▸ Task details: Each line in the data holding "wheel" should be listed.

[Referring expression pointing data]
···
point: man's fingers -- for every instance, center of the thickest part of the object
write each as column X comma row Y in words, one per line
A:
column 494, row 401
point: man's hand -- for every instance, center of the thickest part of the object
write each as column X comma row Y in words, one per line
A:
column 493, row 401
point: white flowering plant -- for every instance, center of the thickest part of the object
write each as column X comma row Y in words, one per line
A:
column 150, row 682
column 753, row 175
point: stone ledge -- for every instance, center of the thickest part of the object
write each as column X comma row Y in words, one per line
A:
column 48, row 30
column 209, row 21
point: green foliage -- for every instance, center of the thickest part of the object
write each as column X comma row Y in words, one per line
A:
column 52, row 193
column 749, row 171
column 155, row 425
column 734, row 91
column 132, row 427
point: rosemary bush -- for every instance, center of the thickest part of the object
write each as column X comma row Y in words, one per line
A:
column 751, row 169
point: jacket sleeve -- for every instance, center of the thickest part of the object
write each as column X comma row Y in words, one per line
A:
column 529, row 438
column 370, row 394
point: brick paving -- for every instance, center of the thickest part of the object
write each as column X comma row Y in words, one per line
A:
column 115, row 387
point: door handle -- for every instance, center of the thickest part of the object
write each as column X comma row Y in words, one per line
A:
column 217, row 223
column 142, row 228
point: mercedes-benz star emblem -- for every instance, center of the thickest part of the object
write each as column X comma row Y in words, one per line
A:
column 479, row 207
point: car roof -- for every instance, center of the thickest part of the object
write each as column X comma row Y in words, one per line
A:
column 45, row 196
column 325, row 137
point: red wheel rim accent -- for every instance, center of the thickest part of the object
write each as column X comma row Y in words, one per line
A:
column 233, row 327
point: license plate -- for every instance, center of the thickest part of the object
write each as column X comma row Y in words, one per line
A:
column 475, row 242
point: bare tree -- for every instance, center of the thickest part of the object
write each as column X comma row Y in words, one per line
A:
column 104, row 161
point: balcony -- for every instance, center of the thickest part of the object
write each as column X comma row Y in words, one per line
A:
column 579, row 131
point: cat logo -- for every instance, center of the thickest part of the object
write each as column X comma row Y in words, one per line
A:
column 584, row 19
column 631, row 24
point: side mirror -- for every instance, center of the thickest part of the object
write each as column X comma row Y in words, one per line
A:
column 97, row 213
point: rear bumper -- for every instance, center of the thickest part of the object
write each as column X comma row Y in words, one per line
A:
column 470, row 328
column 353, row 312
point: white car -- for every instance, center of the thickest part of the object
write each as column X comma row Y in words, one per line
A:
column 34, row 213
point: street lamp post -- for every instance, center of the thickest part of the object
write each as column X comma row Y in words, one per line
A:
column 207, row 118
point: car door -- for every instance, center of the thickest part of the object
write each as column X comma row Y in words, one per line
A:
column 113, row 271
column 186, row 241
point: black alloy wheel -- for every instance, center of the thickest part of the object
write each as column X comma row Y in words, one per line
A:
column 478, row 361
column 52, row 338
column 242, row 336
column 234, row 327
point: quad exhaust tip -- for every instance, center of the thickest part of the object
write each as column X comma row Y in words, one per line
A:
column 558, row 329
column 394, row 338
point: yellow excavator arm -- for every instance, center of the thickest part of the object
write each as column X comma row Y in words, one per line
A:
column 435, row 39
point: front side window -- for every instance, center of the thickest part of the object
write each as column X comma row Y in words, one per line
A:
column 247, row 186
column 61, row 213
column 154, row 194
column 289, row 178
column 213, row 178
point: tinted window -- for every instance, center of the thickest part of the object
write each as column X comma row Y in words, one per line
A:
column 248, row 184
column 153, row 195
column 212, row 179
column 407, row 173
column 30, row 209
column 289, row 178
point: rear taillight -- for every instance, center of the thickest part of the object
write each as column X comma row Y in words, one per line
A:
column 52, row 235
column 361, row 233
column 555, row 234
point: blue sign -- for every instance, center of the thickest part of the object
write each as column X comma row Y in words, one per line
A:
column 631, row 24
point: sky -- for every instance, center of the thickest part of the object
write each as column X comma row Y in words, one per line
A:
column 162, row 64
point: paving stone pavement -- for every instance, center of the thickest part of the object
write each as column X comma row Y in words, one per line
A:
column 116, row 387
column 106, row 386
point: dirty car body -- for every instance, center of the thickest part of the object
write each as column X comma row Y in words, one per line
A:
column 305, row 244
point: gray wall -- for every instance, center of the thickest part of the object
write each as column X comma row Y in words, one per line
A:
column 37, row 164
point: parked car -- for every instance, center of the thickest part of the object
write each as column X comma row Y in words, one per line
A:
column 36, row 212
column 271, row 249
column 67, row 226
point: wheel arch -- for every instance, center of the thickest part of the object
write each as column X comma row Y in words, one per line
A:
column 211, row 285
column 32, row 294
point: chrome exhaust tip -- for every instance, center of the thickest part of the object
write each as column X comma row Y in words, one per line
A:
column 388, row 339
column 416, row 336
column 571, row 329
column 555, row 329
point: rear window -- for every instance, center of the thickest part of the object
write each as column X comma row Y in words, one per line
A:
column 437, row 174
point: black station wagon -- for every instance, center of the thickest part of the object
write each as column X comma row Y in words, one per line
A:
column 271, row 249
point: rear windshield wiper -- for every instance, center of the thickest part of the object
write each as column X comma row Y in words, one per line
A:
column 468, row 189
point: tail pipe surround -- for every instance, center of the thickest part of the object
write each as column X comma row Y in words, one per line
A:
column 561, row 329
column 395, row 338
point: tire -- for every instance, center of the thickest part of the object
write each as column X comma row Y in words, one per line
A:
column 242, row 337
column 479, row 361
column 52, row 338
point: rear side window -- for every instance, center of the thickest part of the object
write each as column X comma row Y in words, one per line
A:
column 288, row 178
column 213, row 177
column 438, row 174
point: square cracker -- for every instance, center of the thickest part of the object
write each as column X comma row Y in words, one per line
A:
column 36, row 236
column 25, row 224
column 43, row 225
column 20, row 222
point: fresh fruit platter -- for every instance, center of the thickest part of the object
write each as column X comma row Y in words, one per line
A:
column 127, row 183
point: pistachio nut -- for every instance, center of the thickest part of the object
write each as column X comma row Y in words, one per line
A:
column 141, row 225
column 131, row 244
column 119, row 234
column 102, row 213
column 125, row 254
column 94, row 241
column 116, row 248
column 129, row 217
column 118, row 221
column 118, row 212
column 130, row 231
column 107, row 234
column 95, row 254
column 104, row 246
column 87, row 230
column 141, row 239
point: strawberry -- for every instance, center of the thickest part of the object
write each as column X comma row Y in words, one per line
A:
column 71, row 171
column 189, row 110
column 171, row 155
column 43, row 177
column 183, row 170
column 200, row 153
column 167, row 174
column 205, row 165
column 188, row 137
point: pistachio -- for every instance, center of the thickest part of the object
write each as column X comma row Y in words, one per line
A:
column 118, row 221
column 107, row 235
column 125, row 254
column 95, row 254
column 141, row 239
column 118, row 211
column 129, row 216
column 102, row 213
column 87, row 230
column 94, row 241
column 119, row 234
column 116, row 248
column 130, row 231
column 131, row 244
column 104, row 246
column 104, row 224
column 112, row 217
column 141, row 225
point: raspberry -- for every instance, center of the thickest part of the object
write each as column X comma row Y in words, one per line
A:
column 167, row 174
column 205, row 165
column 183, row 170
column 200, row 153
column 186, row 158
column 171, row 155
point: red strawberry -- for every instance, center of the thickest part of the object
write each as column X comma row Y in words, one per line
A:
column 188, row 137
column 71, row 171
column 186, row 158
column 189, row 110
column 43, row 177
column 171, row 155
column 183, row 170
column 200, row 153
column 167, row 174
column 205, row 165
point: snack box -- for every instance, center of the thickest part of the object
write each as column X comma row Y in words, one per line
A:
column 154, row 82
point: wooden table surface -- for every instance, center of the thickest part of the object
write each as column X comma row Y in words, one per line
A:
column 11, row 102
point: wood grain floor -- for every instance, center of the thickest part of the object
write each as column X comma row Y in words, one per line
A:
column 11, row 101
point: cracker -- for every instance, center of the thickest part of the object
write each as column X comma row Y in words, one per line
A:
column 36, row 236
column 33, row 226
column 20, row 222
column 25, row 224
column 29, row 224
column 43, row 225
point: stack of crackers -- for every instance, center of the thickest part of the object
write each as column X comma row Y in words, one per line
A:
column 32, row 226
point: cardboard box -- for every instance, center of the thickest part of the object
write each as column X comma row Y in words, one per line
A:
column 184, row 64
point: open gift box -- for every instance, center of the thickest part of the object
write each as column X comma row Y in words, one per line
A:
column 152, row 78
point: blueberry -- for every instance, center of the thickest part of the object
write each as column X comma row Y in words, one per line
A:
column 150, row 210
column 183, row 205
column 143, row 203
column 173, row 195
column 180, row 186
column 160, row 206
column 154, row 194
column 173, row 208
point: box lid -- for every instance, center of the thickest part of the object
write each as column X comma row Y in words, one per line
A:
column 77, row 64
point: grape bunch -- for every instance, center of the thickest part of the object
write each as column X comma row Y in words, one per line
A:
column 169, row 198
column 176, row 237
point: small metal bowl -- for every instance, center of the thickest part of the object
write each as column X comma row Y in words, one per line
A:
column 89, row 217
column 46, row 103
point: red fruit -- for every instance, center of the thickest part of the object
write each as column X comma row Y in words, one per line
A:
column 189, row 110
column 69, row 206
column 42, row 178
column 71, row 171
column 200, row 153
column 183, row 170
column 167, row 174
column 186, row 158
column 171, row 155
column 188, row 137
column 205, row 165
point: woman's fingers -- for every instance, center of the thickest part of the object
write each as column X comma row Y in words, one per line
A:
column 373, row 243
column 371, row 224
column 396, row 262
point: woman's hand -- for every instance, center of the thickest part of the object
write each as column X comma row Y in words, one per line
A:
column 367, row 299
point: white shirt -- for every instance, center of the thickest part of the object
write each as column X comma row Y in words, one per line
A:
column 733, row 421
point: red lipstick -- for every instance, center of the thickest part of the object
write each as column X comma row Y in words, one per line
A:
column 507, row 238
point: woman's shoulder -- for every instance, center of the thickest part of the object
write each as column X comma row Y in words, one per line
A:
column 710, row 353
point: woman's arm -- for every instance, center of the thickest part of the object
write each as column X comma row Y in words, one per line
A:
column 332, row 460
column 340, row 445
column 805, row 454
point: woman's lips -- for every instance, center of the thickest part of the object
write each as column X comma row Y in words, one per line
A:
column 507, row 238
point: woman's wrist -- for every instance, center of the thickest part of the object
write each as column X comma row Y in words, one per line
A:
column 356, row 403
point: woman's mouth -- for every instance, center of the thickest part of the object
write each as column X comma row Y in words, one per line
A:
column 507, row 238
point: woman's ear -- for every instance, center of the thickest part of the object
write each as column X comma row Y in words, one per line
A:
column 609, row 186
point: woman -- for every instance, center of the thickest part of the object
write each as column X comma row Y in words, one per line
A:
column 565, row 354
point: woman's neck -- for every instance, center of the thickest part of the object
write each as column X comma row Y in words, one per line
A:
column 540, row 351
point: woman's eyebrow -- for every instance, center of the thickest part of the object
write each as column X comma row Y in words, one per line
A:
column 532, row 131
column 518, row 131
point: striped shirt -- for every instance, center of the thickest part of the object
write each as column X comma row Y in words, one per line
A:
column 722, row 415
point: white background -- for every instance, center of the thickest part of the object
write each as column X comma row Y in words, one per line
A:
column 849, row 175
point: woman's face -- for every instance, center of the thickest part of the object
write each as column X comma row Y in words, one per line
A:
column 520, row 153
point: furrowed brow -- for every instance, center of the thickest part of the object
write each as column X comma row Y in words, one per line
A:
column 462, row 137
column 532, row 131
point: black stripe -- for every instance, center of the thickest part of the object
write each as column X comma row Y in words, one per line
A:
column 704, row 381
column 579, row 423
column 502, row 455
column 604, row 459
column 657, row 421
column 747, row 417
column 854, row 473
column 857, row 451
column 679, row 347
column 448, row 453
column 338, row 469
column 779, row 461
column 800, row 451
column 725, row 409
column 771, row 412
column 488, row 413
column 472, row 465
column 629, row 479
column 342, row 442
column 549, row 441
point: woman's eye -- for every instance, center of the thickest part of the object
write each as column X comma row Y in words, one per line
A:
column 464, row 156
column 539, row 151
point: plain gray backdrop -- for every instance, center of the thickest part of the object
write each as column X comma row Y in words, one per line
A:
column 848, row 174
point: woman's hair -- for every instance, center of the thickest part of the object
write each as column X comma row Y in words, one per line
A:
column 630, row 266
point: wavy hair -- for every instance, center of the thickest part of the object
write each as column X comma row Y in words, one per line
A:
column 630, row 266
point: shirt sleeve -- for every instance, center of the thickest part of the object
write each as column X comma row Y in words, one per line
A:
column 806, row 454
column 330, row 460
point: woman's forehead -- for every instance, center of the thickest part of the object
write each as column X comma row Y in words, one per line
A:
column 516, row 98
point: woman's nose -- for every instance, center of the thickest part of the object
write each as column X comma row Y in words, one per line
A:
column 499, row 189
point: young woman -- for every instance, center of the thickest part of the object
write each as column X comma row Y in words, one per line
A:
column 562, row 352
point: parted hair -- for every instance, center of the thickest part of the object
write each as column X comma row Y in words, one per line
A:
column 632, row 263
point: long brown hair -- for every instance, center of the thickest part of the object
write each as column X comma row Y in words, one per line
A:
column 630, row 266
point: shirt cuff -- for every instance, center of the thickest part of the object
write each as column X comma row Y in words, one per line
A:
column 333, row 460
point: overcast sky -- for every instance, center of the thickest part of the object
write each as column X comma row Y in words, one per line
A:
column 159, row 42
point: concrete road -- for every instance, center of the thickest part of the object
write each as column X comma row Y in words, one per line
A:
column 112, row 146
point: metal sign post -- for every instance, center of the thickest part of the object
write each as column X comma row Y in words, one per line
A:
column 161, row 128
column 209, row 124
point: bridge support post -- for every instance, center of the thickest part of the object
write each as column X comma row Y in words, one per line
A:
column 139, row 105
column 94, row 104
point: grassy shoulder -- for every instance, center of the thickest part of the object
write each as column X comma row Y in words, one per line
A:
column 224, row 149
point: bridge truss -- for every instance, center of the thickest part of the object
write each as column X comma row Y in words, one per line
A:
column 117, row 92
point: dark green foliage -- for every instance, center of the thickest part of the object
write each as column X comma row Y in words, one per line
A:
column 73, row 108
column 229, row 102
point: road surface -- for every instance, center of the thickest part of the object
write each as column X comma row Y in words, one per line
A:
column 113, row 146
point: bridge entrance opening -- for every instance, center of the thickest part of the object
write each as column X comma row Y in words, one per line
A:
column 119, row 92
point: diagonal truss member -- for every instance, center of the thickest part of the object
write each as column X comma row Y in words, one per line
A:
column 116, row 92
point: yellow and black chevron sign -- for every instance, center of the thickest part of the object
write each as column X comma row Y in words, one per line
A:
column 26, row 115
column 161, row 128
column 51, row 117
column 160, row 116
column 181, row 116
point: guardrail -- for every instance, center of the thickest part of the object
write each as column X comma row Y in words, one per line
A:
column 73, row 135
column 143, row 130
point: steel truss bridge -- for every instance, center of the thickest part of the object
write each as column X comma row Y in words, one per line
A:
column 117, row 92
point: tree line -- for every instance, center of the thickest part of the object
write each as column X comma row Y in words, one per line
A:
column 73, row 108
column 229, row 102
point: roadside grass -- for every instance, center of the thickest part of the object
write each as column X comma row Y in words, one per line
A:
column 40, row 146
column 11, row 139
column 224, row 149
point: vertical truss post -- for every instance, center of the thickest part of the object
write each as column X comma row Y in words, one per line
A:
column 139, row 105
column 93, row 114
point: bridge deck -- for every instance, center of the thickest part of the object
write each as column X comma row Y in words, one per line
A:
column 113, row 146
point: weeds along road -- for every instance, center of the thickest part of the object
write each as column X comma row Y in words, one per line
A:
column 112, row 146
···
▸ Result below:
point: red wheel rim accent -- for every instance, center of the thickest part of the object
point: black alloy wheel -- for every instance, center of the thickest part of the object
point: wheel arch -- for every instance, center of the thickest part of the object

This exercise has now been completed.